(DATA FOR REVIEW)

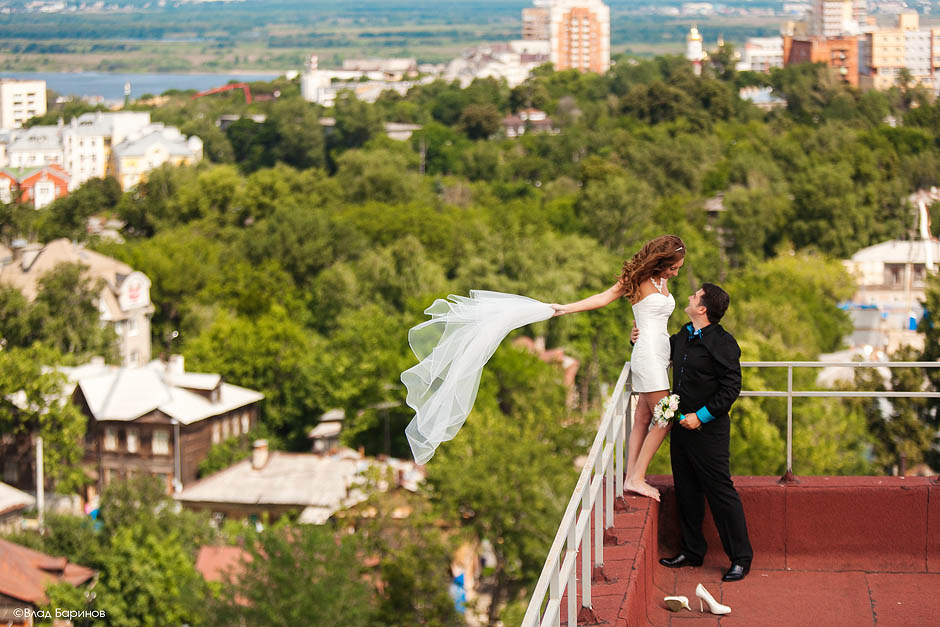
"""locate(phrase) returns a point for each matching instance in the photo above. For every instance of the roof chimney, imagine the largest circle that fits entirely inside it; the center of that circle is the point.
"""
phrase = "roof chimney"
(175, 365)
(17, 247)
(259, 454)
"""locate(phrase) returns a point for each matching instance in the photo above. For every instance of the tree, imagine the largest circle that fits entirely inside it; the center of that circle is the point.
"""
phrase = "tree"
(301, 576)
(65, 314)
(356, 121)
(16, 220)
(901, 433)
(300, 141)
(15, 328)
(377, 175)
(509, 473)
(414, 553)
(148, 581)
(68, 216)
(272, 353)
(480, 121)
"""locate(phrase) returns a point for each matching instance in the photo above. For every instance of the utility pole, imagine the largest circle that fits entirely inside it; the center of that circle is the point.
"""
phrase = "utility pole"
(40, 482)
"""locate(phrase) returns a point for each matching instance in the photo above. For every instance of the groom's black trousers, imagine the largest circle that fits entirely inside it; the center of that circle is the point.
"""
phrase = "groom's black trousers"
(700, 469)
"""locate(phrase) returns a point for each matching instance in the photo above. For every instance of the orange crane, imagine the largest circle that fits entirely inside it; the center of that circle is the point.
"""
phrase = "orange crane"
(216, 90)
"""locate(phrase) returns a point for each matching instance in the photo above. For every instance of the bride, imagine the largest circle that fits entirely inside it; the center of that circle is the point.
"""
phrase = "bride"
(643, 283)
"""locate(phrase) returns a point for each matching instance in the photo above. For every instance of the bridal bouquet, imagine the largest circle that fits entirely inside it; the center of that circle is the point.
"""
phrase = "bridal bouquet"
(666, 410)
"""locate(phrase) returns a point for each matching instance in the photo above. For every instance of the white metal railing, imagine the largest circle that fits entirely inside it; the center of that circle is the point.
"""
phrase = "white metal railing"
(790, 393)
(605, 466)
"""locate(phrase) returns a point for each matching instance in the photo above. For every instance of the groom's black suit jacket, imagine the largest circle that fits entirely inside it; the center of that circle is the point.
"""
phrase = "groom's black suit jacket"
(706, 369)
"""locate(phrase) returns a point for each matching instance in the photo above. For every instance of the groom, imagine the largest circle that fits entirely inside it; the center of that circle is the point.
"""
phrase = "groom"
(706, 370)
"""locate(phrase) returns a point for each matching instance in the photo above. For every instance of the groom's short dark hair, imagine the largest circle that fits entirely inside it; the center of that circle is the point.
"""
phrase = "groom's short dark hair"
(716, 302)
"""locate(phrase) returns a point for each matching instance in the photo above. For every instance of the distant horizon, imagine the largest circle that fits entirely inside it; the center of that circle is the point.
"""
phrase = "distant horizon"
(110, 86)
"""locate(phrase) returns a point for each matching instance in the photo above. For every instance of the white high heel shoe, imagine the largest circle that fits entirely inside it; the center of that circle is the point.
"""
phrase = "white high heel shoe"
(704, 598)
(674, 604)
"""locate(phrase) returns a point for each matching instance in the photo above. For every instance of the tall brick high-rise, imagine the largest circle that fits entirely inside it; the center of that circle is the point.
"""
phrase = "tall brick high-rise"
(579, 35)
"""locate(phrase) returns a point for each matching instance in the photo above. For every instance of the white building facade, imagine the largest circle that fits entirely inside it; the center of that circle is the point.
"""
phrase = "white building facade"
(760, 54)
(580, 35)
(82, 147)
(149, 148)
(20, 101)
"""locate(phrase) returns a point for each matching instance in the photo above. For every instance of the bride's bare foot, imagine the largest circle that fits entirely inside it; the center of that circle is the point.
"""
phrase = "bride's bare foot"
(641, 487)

(End DATA FOR REVIEW)

### WHAT THIS TASK INVOLVES
Return, exactly as they stand, all of the lines above, but not the pictures.

### RESULT BELOW
"""locate(phrase) returns a point for each matching instance in the photo above. For every instance of the roof chimney, imagine the largest circle that fits entirely inside it; the center of that circle is the point.
"""
phrase = "roof chimney"
(175, 365)
(17, 247)
(259, 454)
"""locate(phrase) returns a point for each matching instance in the photo above. For every instance of the tree, imagine the largest circle that fits entirely inside it; the center of that circle is the point.
"""
phrase = "tree"
(301, 576)
(65, 314)
(356, 121)
(16, 220)
(901, 433)
(300, 141)
(15, 328)
(377, 175)
(509, 473)
(414, 553)
(148, 581)
(68, 216)
(272, 353)
(480, 121)
"""locate(phrase) returns a point for each matching instance in the photo above. For every instance of the utility pole, imagine the largest circle that fits entirely inside it; the center of that circle is the point.
"""
phrase = "utility pole"
(40, 482)
"""locate(phrase) returns a point for each matching instance in the photo above. For every instance of the groom's black trousers, imagine the largest circle that fits entirely inside it; the center of that circle is the point.
"""
phrase = "groom's black trousers"
(700, 469)
"""locate(phrase) returns a point for each matching instance in the photo above. For every instance of the orange crane, imagine the largest circle that fits entirely inside it; the center of that circle is the point.
"""
phrase = "orange crane"
(216, 90)
"""locate(phrase) returns a point for each matching instance in the photo above. For every instance of the bride, imagine the largest circle that fits entirely inside it; the center of that circle is the point.
"""
phrase = "bride"
(643, 283)
"""locate(phrase) returns a point for each matching instance in the photo above. For every instance of the bridal bouquet, imagine the largest circle that fits entirely inside it; the center of that circle is the point.
"""
phrase = "bridal bouquet"
(666, 410)
"""locate(phrase) returns a point for each matching instance in the photo above. For every instance of the white metal railing, imagine the largest circle that fits entirely inside it; the center of that circle is the point.
"""
phrase = "white metal railing"
(790, 393)
(605, 466)
"""locate(phrase) returns a point for each matching instance in the photo above. For every instance of the groom's black suit jacket, imagine the largest circle that fits entirely inside it; the center of that circle is the point.
"""
phrase = "groom's black suit jacket"
(706, 369)
"""locate(phrase) returns a point for each matching instance in the photo above. For every instance of the groom, imagine the largest circle that fits entirely inside it; the center of that circle is the point.
"""
phrase = "groom"
(706, 370)
"""locate(phrase) returns a point for each matching instance in the photo above. For every instance of the groom's short dark hair, imagine the largest circle that fits entirely inside it; the center of that circle is the point.
"""
phrase = "groom's short dark hair"
(716, 302)
"""locate(phrase) returns a point for each matching instance in the photo above. For every instance of the distant horizon, imagine the largest circle that fits entirely inside it; the center of that circle is the point.
"""
phrase = "distant horizon"
(110, 86)
"""locate(phrase) returns a point for each matching instance in the photo above. For every instance of the white high heel shoe, imagine the largest circle that fits entirely inside it; the center of that circle is the point.
"""
phrase = "white high heel shoe"
(704, 598)
(674, 604)
"""locate(phrase) returns a point for each matching instance in the photo above. For every instance of the tall brick high-rise, imagine the largest circle that fits entirely inside it; the center of that circle is the point.
"""
phrase = "tall brick high-rise"
(579, 35)
"""locate(phrase) returns a point for each matching instance in the photo above. For every instance of the white building facade, imagine the largest circle that fits entirely inside it; the center of that circle is the point.
"""
phrase = "white building facade"
(760, 54)
(580, 35)
(82, 147)
(149, 148)
(20, 101)
"""locate(phrase) returns a point for each matching instance in the photo above. For every instance of the bride's bare foot, imagine the largest circle that fits entirely inside it; the center of that circle is the point.
"""
phrase = "bride's bare foot"
(641, 487)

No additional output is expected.